**Direction**:
Each entry below is to be duplicated verbatim.

(Coordinate annotation entries)
-- BEGIN --

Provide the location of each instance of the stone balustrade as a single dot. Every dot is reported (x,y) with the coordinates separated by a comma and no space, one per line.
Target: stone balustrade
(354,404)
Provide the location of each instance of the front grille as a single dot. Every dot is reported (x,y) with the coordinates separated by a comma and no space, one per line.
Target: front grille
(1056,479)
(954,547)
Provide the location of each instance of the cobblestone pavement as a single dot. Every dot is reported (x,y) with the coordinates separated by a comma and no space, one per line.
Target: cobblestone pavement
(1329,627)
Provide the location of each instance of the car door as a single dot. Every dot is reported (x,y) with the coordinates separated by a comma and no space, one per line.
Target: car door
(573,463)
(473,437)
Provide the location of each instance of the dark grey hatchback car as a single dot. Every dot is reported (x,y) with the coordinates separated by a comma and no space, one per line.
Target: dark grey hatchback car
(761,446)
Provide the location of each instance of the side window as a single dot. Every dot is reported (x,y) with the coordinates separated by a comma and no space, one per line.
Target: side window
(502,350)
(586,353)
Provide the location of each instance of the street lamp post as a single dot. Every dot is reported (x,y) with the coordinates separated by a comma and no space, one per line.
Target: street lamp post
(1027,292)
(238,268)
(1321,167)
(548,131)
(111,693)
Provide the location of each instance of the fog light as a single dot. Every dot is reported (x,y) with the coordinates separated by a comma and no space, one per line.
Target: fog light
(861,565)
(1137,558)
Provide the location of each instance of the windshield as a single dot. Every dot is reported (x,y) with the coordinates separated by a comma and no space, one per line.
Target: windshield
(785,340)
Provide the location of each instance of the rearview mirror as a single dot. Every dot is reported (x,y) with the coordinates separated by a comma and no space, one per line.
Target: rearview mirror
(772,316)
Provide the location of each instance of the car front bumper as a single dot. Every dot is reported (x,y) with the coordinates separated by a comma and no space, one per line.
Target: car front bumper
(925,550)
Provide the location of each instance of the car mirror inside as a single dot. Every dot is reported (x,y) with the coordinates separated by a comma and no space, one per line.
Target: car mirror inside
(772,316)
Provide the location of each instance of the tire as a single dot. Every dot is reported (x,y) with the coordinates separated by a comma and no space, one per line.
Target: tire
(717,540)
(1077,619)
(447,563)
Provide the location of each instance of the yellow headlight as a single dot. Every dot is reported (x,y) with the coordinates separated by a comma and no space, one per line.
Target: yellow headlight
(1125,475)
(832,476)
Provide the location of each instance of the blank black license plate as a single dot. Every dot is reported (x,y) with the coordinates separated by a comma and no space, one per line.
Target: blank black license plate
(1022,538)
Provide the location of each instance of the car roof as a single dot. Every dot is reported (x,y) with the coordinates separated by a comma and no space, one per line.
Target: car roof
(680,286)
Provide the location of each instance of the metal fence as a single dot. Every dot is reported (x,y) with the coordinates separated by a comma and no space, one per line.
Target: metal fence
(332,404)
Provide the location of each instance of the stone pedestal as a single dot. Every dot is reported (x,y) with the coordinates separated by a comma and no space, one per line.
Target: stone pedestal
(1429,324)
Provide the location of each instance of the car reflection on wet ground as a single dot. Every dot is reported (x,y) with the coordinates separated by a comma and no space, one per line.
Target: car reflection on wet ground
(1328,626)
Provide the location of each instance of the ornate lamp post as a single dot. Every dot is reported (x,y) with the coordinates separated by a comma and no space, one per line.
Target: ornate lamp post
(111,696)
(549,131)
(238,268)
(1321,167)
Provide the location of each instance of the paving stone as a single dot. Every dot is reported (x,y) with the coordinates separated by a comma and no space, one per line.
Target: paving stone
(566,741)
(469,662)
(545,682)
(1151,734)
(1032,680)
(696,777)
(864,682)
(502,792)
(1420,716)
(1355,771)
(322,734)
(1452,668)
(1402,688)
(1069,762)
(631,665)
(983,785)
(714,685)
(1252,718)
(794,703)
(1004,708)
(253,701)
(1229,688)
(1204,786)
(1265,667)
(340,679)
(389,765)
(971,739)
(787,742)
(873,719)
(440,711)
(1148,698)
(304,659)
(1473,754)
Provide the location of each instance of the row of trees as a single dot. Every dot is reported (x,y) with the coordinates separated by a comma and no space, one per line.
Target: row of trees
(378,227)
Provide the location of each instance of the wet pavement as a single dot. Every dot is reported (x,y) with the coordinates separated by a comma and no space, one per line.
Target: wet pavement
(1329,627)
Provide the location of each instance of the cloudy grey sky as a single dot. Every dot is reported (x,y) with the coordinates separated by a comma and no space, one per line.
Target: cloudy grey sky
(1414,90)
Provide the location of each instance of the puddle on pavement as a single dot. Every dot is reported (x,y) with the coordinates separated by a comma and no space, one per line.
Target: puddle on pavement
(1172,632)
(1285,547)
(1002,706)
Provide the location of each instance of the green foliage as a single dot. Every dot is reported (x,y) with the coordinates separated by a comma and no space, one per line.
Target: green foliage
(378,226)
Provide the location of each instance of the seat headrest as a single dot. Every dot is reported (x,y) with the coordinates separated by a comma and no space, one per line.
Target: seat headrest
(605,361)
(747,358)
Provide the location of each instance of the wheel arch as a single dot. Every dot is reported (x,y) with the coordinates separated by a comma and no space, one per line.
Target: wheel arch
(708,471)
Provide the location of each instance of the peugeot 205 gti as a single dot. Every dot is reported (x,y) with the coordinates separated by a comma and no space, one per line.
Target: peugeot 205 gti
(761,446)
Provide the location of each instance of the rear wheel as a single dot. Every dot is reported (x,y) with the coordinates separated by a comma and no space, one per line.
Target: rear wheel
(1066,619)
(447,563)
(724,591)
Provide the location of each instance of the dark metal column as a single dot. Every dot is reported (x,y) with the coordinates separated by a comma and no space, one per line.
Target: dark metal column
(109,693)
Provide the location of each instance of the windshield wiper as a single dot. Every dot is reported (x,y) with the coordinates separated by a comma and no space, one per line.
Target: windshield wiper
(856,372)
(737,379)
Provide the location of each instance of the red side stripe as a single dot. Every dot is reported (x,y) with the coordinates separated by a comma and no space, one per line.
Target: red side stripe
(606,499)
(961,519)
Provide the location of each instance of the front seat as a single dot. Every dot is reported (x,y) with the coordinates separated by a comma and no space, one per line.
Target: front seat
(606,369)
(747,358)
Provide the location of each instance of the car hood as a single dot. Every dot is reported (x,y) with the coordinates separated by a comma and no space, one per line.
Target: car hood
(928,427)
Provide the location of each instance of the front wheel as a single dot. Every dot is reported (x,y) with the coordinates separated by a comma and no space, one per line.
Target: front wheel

-- END --

**Written response**:
Provide the location of each instance of the stone balustrade as a single dot. Every dot is reported (x,y) with the coordinates separated by a comma and no space, one per line.
Target: stone balustrade
(354,404)
Provide the location of each instance of the front grille as a single dot. Every dot is reported (x,y) with the coordinates separated by a comma and no space, one per line.
Target: front grille
(1056,479)
(954,547)
Provide the location of each instance of the cobblestone pavement as a single dot. Every dot is reported (x,y) with the coordinates separated by a comma and no space, one per line.
Target: cobblestone pavement
(1329,627)
Provide the location of each instance of the car door as a single dot. Every dot is reported (x,y) with the coordinates separated by a comma and no space, one per line.
Target: car door
(573,463)
(473,437)
Provide the location of each instance of the dark grey hatchback car as a single dot. Every dot is reported (x,y) with the coordinates separated by a comma and no space, one per line.
Target: dark grey hatchback car
(761,446)
Provide the location of each instance of the side window as a single dot. Every dot is reported (x,y) with the coordinates separated by a comma and no space, one per line.
Target: side window
(502,350)
(586,353)
Provide the location of each instance of the street lamp post as a single dot. Every dot is reported (x,y) with the coordinates separated by a comma and no space, one per line.
Target: street lamp post
(1027,292)
(238,268)
(1321,167)
(548,131)
(111,693)
Provide the location of each instance of the fog light as a single dot. Every dot is reported (x,y) with the coordinates separated by a comma and no space, one per line.
Target: fog light
(861,565)
(1137,558)
Provide the location of each instance of the windshield as a single dot. Every dot is reported (x,y) with the coordinates separated by a comma and no space, one per line.
Target: windshield
(785,340)
Provide the location of each instance of the rearview mirror as a single dot. Every dot is reported (x,y) with the coordinates separated by a comma and no space, one per line.
Target: rearview mirror
(772,316)
Provide the location of each instance of the car front bumper as a single dot. Every dot is reported (x,y) with the coordinates separated by a comma and no space, one per line.
Target: car front bumper
(925,550)
Provide the location of each instance of the car mirror inside as a single dot. Every dot is reported (x,y) with the coordinates separated by a comma and no space, one per line.
Target: car mirror inside
(772,316)
Provide the location of each instance of the tire as a single dot. Every dot is reported (x,y) with the coordinates separated by a comma and no space, one per line.
Target: tire
(717,540)
(1077,619)
(447,563)
Provide the location of each instance of the yellow headlight as a single dot. Every dot is reported (x,y) with the coordinates separated by a comma and no space, one per line.
Target: yellow headlight
(1125,475)
(832,476)
Provide the location of each instance of the blank black license plate as a single dot. Every dot is reported (x,y) with the coordinates separated by a comma and no space, one per line.
Target: blank black license plate
(1022,538)
Provide the location of each instance of the car roof as a single dot. Every dot is reported (x,y) with the coordinates separated by a comma and no space, one per line.
Target: car roof
(680,286)
Provide the location of each instance of the metal fence as a single dot. Every dot is reported (x,y) with the coordinates separated by a comma and no space, one per line.
Target: metal fence
(332,404)
Provide the location of each instance of the stone pedestal as a single dot. Every dot is reported (x,y) with the coordinates separated by a comma and no space, one per line.
Target: stone pedestal
(1429,324)
Provide the location of each instance of the car reflection on wet ground as a single dot. Every dot is reported (x,y) with the coordinates separated by a comma and no space, one per line.
Target: car reflection on wet ground
(1328,626)
Provide the location of each instance of the ornate lamp post as a single dot. Every dot is reported (x,y) with the coordinates separated by a comma and no space, one per line.
Target: ornate lamp post
(111,696)
(549,131)
(238,268)
(1321,167)
Provide the location of each instance of the paving stone as a single dot. Every dot is reported (x,y) with the coordinates separated by a comma and no space, one per line.
Target: paving stone
(566,741)
(469,662)
(545,682)
(1151,734)
(1032,680)
(696,777)
(864,682)
(502,792)
(1420,716)
(1355,771)
(322,734)
(1452,668)
(1402,688)
(1069,762)
(631,665)
(983,785)
(714,685)
(1252,718)
(794,703)
(1004,708)
(253,701)
(1229,688)
(1204,786)
(1265,667)
(340,679)
(389,765)
(971,739)
(787,742)
(873,719)
(440,711)
(1148,698)
(304,659)
(1473,754)
Provide the location of each instance of the row of trees as a single dot. Every dot is reported (x,y) with the coordinates separated by a comma and no space, one per line.
Target: row of trees
(378,227)
Provide the location of each instance of the wet pavement as a single dot. Every dot is reported (x,y) with the coordinates separated by a comma and no space, one per line.
Target: wet pavement
(1329,627)
Provide the location of each instance of the cloudy grey sky as a single dot. Every dot is reported (x,y) with the coordinates separated by a comma and no space, one per line.
Target: cloudy grey sky
(1414,90)
Provide the location of each instance of the puddle on pavement as a single dot. Every dot is reported (x,y) with the coordinates separated by a comma and no space, one per line.
Target: puddle on pavement
(1172,632)
(1285,547)
(1002,706)
Provide the location of each instance of the green foliage as a single dot. Every dot is reported (x,y) with the coordinates separated by a comma and no space, one per line.
Target: green foliage
(378,226)
Provide the location of each instance of the seat headrest as a single dot. Every dot is reported (x,y) with the coordinates separated by a comma and no space, one per line.
Target: seat headrest
(605,361)
(747,358)
Provide the location of each instance of the wheel arch as a single dot. Every dot is reported (x,y) with the coordinates separated by a comma and no space, one per line.
Target: wheel arch
(708,471)
Provide the location of each instance of the peugeot 205 gti as a single dot. Every dot is reported (x,y) with the coordinates separated by a comma and no space, one per line.
Target: peugeot 205 gti
(761,446)
Provide the location of each instance of the rear wheel as a single dot. Every dot is reported (x,y) with the coordinates separated by a comma and no space, one per line.
Target: rear wheel
(1066,619)
(447,563)
(724,591)
Provide the location of each instance of the dark metal column as a single dot. Every dot is reported (x,y) with the coordinates separated by a comma and no space, one per line.
Target: dark metal column
(109,693)
Provide the location of each instance of the windshield wiper as a single dot. Every dot is reported (x,y) with the coordinates separated by a comma and no space, one per line.
Target: windshield wiper
(856,372)
(737,379)
Provide the location of each instance of the red side stripe as a single dot. Every dot is reported (x,y) with the coordinates separated by a comma and no space, one per line.
Target: red side stripe
(606,499)
(961,519)
Provide the location of each instance of the front seat as a single dot. Every dot is reported (x,y) with the coordinates separated by a comma and no space, one per line.
Target: front seat
(606,369)
(747,358)
Provide the location of each instance of the car hood as a single dot. Every dot is reported (x,y) with the coordinates separated by a comma and no space, one per line.
Target: car hood
(928,427)
Provide the location of each instance of the front wheel as a single dot. Every dot is reported (x,y) with the coordinates separated by a comma and no space, one per line.
Target: front wheel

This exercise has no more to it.